---------- Alıntı

3 Aralık 2022 Cumartesi

 KARA ÖLÜM VE AVRUPA SANATI - 2

 

Kara Ölüm'le Dönüşen Tarihler

 14. yüzyılda Avrupa'yı kasıp kavuran veba salgınının bir evveliyatı var: Jüstinyen Vebası.

 540'larda Bizans İmparatorluğu'nda, Jüstinyen döneminde ortaya çıkıyor.

 Konstantinopolis'e Mısır'dan gelen tahıl gemilerindeki sıçanların taşıdığı virüslerle bulaşıyor ve Procopius'a göre zirve noktasında sırf bu kentte günde 10 bin kişinin ölümüne yol açıyor.

 Giderek bütün Akdeniz çevresindeki liman kentlerini kuşatıyor ve o zamanki Avrupa nüfusunun yarısını oluşturan 25-100 milyon kişinin ölümüne neden oluyor.

 Jüstinyen Vebası, aralıklarla 750 yılına kadar sürüyor ve kayboluyor.

14. yüzyılda Avrupa'da yeniden baş gösteriyor.

1348-1351 arasında yaşanan büyük veba salgını, salgınlar tarihinin en korkutucu, kıyıcı ve en uzun süre devam eden hastalığı.

1308-1332 yılları arasında Avrupa'da yaşanan ve insanların kedi köpekler bir yana, darağacındakileri bile yiyerek yamyamlaştığı büyük kıtlığın ardından kolayca yayılıyor.

  Kara Ölüm 1362'de ve 1369'da yeniden kendini gösteriyor.

 Ve 1720'ye kadar belirli aralıklarla tekrarlayıp duruyor.

 Nikiforuk'un tarihine göre, 14. yüzyılda veba salgınına yol açan ve Moğol bozkırlarında ortaya çıkan Yersina pestis virüsü, hâlâ oralarda yaşıyor, tarla fareleri ve dağ fareleriyle sincapları hasta edip öldürüyor.

 Veba salgını 23 milyon 840 bin insanın hayatına mal oluyor.

--------------------
---------- Veri bölümü

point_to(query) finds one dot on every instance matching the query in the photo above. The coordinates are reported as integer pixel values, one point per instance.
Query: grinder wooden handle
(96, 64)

--------------------

#### Yapılacak görevler:
A. Veba tarihi metnine göre Jüstinyen Vebası ne zaman ve nerede ortaya çıkıyor?
B. Veba tarihi metninde "Konstantinopolis'e Mısır'dan gelen" sözlerinin geçtiği yerden başlayıp "sürüyor ve kayboluyor." sözlerinden sonra durarak bu bölümü yeniden yazın. Bu bölümde "Akdeniz" yerine "Karadeniz" koyarak metni güncelleyin.

#### Tamamlanmış alıştırma:
A. Jüstinyen Vebası 540'larda, Jüstinyen döneminde Bizans İmparatorluğu'nda ortaya çıkıyor.

B.
Konstantinopolis'e Mısır'dan gelen tahıl gemilerindeki sıçanların taşıdığı virüslerle bulaşıyor ve Procopius'a göre zirve noktasında sırf bu kentte günde 10 bin kişinin ölümüne yol açıyor.

 Giderek bütün Karadeniz çevresindeki liman kentlerini kuşatıyor ve o zamanki Avrupa nüfusunun yarısını oluşturan 25-100 milyon kişinin ölümüne neden oluyor.

 Jüstinyen Vebası, aralıklarla 750 yılına kadar sürüyor ve kayboluyor.